(Beginning of Material provided)
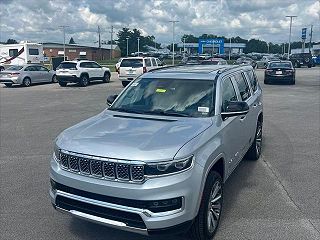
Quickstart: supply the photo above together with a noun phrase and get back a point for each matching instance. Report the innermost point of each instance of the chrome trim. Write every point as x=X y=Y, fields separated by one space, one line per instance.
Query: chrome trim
x=140 y=211
x=104 y=221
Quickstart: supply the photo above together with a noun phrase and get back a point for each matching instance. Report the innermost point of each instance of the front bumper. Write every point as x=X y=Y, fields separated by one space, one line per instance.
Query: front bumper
x=185 y=185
(End of Material provided)
About this exercise — Could you print exactly the lines from the one containing "of the front" through the last line of the records above?

Exercise answer —
Quickstart: supply the photo above together with a noun phrase and get back a point for each matching instance. Report the innermost point of each instance of the front bumper. Write every point as x=X y=Y, fields separated by one space, one line per instance.
Query: front bumper
x=185 y=185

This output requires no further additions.